Extracted entries >>
□ □ □ □ □ □ □
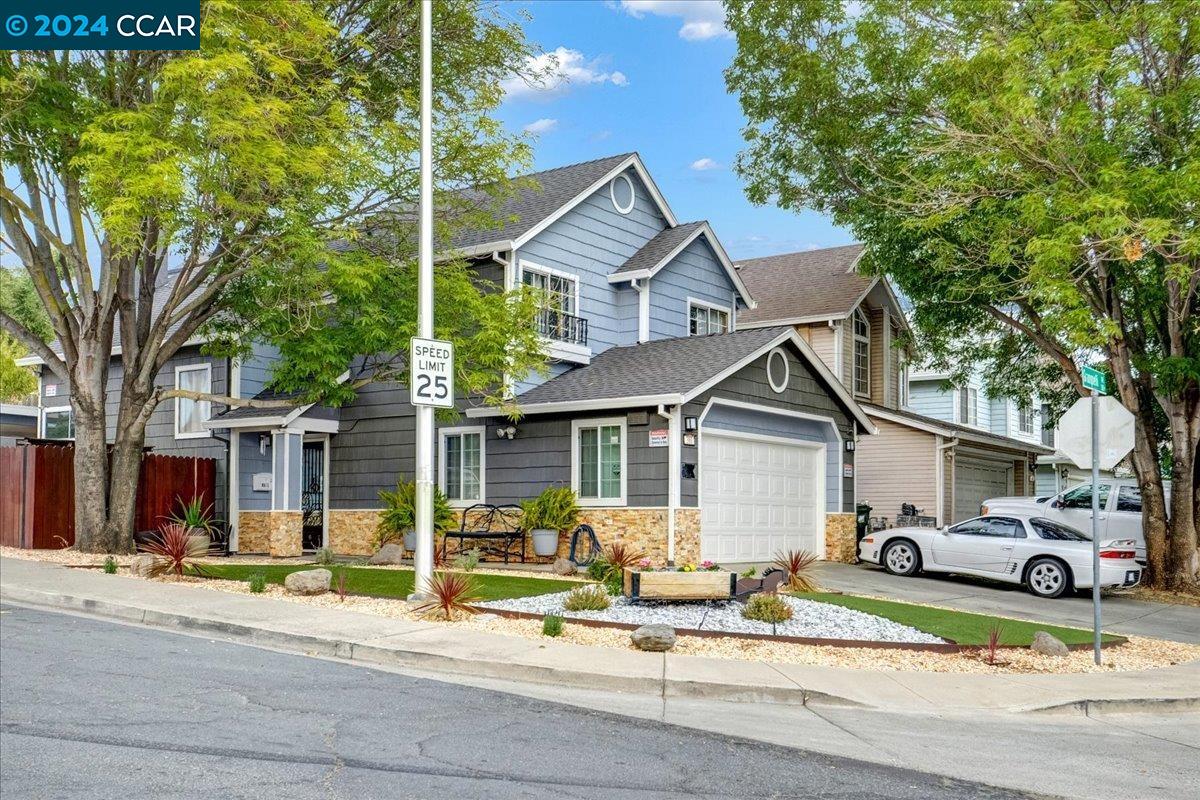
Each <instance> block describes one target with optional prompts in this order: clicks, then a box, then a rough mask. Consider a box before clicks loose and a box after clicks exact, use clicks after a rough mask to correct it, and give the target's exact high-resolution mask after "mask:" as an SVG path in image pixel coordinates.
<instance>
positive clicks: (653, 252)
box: [617, 221, 704, 273]
mask: <svg viewBox="0 0 1200 800" xmlns="http://www.w3.org/2000/svg"><path fill="white" fill-rule="evenodd" d="M703 224H704V222H703V221H701V222H682V223H679V224H678V225H676V227H674V228H666V229H664V230H660V231H659V233H658V234H656V235H655V236H654V239H652V240H650V241H648V242H646V243H644V245H643V246H642V248H641V249H640V251H637V252H636V253H634V254H632V255H630V257H629V260H628V261H625V263H624V264H622V265H620V267H619V269H618V270H617V272H618V273H619V272H640V271H641V270H653V269H654V267H656V266H658V265H659V264H661V263H662V259H664V258H666V257H667V255H670V254H671V251H673V249H674V248H676V247H678V246H679V245H680V243H682V242H683V241H684V240H685V239H688V236H690V235H692V234H694V233H695V231H696V229H697V228H700V227H702V225H703Z"/></svg>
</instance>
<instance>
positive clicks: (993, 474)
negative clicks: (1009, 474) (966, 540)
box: [952, 456, 1013, 522]
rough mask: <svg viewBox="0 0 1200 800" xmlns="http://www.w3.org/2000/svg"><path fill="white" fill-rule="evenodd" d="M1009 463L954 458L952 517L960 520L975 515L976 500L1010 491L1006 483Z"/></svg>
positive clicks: (952, 520) (976, 512)
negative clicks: (1006, 463) (952, 507)
mask: <svg viewBox="0 0 1200 800" xmlns="http://www.w3.org/2000/svg"><path fill="white" fill-rule="evenodd" d="M1009 470H1010V468H1009V465H1008V464H1001V463H997V462H990V461H976V459H973V458H962V457H961V456H960V457H959V458H958V461H956V463H955V465H954V519H952V522H962V521H964V519H970V518H971V517H978V516H979V504H982V503H983V501H984V500H986V499H988V498H1002V497H1006V495H1009V494H1012V493H1013V489H1012V488H1010V485H1009V480H1008V476H1009Z"/></svg>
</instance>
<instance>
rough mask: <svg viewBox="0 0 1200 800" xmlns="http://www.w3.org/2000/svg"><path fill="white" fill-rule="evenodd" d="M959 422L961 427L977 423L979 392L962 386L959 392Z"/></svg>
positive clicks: (976, 424) (978, 417)
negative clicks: (959, 422)
mask: <svg viewBox="0 0 1200 800" xmlns="http://www.w3.org/2000/svg"><path fill="white" fill-rule="evenodd" d="M959 422H961V423H962V425H978V423H979V390H978V389H972V387H970V386H964V387H962V389H960V390H959Z"/></svg>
□ □ □ □ □ □ □
What you produce should repeat the data word for word while omitting all images.

Your response >>
Each <instance> block describes one target with optional prompts in this order: clicks, then a box, then a rough mask. Consider a box before clicks loose and a box after clicks exact, use clicks after a rough mask to correct it, and give the target's exact high-resolution mask after "mask:" as an SVG path in image pixel coordinates.
<instance>
positive clicks: (653, 252)
box: [617, 221, 704, 273]
mask: <svg viewBox="0 0 1200 800" xmlns="http://www.w3.org/2000/svg"><path fill="white" fill-rule="evenodd" d="M703 224H704V222H703V221H701V222H682V223H679V224H678V225H676V227H674V228H666V229H664V230H660V231H659V233H658V234H656V235H655V236H654V239H652V240H650V241H648V242H646V243H644V245H643V246H642V248H641V249H640V251H637V252H636V253H634V254H632V255H630V257H629V260H628V261H625V263H624V264H622V265H620V267H619V269H618V270H617V272H618V273H619V272H640V271H641V270H653V269H654V267H656V266H658V265H659V264H661V263H662V259H664V258H666V257H667V255H670V254H671V251H673V249H674V248H676V247H678V246H679V245H680V243H682V242H683V241H684V240H685V239H688V236H690V235H692V234H694V233H695V231H696V229H697V228H700V227H702V225H703Z"/></svg>
</instance>
<instance>
positive clicks: (993, 474)
negative clicks: (1009, 474) (966, 540)
box: [952, 456, 1013, 522]
rough mask: <svg viewBox="0 0 1200 800" xmlns="http://www.w3.org/2000/svg"><path fill="white" fill-rule="evenodd" d="M1009 463L954 458L952 517L960 520L975 515L976 500L1010 491L1006 483Z"/></svg>
positive clicks: (952, 520) (976, 512)
negative clicks: (1006, 463) (952, 507)
mask: <svg viewBox="0 0 1200 800" xmlns="http://www.w3.org/2000/svg"><path fill="white" fill-rule="evenodd" d="M1009 470H1010V468H1009V465H1008V464H1001V463H997V462H990V461H976V459H973V458H962V457H961V456H960V457H959V458H958V461H956V463H955V465H954V519H952V522H962V521H964V519H970V518H971V517H978V516H979V504H982V503H983V501H984V500H986V499H988V498H1002V497H1006V495H1009V494H1012V493H1013V489H1012V488H1010V485H1009V480H1008V476H1009Z"/></svg>
</instance>
<instance>
rough mask: <svg viewBox="0 0 1200 800" xmlns="http://www.w3.org/2000/svg"><path fill="white" fill-rule="evenodd" d="M959 422L961 427L977 423L979 392L962 386L959 392Z"/></svg>
positive clicks: (976, 424) (978, 417)
negative clicks: (959, 422)
mask: <svg viewBox="0 0 1200 800" xmlns="http://www.w3.org/2000/svg"><path fill="white" fill-rule="evenodd" d="M959 422H961V423H962V425H978V423H979V390H978V389H972V387H970V386H964V387H962V389H960V390H959Z"/></svg>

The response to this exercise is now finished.